— Start of The input —

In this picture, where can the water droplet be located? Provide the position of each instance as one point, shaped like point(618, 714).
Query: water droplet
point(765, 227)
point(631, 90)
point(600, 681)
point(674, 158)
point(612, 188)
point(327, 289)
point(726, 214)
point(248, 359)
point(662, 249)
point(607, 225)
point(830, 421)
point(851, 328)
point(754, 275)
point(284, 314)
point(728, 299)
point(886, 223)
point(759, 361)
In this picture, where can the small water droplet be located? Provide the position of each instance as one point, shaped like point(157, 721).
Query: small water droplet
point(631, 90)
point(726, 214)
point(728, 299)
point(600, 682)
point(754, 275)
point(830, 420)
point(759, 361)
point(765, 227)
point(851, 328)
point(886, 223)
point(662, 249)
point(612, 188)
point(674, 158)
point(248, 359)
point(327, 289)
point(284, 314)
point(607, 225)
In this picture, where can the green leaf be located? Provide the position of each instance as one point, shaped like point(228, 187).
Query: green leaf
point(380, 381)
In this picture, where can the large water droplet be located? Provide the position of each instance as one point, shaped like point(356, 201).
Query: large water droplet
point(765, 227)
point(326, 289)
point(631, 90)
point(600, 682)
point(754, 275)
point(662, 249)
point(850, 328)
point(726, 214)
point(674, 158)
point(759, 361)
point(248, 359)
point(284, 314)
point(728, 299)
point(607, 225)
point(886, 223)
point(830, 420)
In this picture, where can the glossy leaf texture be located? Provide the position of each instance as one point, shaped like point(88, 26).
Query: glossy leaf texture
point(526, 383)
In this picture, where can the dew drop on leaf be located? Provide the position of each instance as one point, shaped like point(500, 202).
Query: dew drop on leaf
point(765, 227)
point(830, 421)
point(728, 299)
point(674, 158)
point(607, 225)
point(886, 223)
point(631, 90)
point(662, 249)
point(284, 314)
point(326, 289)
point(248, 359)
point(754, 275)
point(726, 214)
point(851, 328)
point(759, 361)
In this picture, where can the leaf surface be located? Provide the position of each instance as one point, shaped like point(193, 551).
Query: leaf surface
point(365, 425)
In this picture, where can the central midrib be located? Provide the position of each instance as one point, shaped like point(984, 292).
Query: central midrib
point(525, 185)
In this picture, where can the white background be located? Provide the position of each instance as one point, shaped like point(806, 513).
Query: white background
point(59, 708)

— End of The input —

### [Stated problem]
Recast every line of the data above as a numbered list, leaving out any blank lines.

### [Solution to the exercise]
1. In this picture, where can the water droplet be located? Provide the position of each instance as one point, shaped like point(618, 714).
2. Query: water droplet
3. point(765, 227)
4. point(631, 90)
5. point(600, 681)
6. point(674, 158)
7. point(612, 188)
8. point(327, 289)
9. point(726, 214)
10. point(248, 359)
11. point(662, 249)
12. point(607, 225)
13. point(830, 421)
14. point(851, 328)
15. point(754, 275)
16. point(284, 314)
17. point(728, 299)
18. point(886, 223)
19. point(759, 361)
20. In this picture, where can the small water droplet be located? Provide the position of each instance as one point, shaped like point(157, 721).
21. Query: small water droplet
22. point(631, 90)
23. point(726, 214)
24. point(728, 299)
25. point(600, 682)
26. point(754, 275)
27. point(830, 420)
28. point(759, 361)
29. point(765, 227)
30. point(851, 328)
31. point(886, 223)
32. point(662, 249)
33. point(612, 188)
34. point(674, 158)
35. point(248, 359)
36. point(327, 289)
37. point(284, 314)
38. point(607, 225)
39. In this picture, where can the green leaf be located? Provide the position of each instance as one point, shaped like point(228, 187).
40. Query: green leaf
41. point(380, 381)
42. In this picture, where can the large water droplet be located? Provide the position of each instance as one point, shaped like point(356, 201).
43. Query: large water droplet
44. point(765, 227)
45. point(326, 289)
46. point(631, 90)
47. point(600, 682)
48. point(754, 275)
49. point(662, 249)
50. point(850, 328)
51. point(726, 214)
52. point(674, 158)
53. point(759, 361)
54. point(248, 359)
55. point(284, 314)
56. point(728, 299)
57. point(607, 225)
58. point(886, 223)
59. point(830, 420)
60. In this picture, where can the glossy leaf texture be located? Provide the position of each instance as one point, shaped like point(88, 26).
61. Query: glossy leaf texture
62. point(526, 383)
63. In this picture, where can the dew drop on leaf be located? Provide the position of each instance as one point, shaped like point(500, 202).
64. Query: dew drop on leaf
65. point(765, 227)
66. point(830, 421)
67. point(728, 299)
68. point(674, 158)
69. point(607, 225)
70. point(886, 223)
71. point(631, 90)
72. point(662, 249)
73. point(284, 314)
74. point(326, 289)
75. point(248, 359)
76. point(754, 275)
77. point(726, 214)
78. point(851, 328)
79. point(759, 361)
80. In this picture, where can the leaf surface be located? Provide the position of each instance as one point, shaped like point(193, 551).
81. Query: leaf surface
82. point(365, 425)
83. In this picture, where can the central midrib be located? Provide the position of each instance as one point, shaped like point(984, 292).
84. Query: central midrib
85. point(525, 185)
86. In this picture, where can the white background be located? Provide the position of each instance as one point, shaped like point(806, 513).
87. Query: white background
88. point(59, 708)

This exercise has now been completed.